◆ YOUR OBJECTIVE ◆
Can you give every line of the entries below as a numbered list, leaving out any blank lines?

◆ DATA ◆
• • • •
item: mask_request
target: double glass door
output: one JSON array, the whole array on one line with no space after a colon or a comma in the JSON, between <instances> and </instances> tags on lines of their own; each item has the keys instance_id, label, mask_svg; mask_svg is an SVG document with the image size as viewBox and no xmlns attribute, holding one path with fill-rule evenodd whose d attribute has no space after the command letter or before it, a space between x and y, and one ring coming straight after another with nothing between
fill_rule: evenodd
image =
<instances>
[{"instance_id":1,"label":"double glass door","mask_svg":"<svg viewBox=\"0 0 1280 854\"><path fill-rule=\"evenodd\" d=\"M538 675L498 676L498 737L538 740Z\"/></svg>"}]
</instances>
• • • •
◆ OUTPUT FOR THIS TASK ◆
1. item: mask_request
2. target: double glass door
3. output: one JSON array, the whole array on one line with no space after a colon or a comma in the JSON, between <instances> and </instances> tags on lines of their own; each item has the keys instance_id, label, mask_svg; mask_svg is an SVG document with the image size as viewBox and no xmlns attribute, holding one path with fill-rule evenodd whose d attribute has no space after the command letter or before it, a space between x and y, and one ring coming straight after another with nothing between
4. fill_rule: evenodd
5. image =
6. <instances>
7. [{"instance_id":1,"label":"double glass door","mask_svg":"<svg viewBox=\"0 0 1280 854\"><path fill-rule=\"evenodd\" d=\"M538 675L498 676L498 737L538 740Z\"/></svg>"}]
8. </instances>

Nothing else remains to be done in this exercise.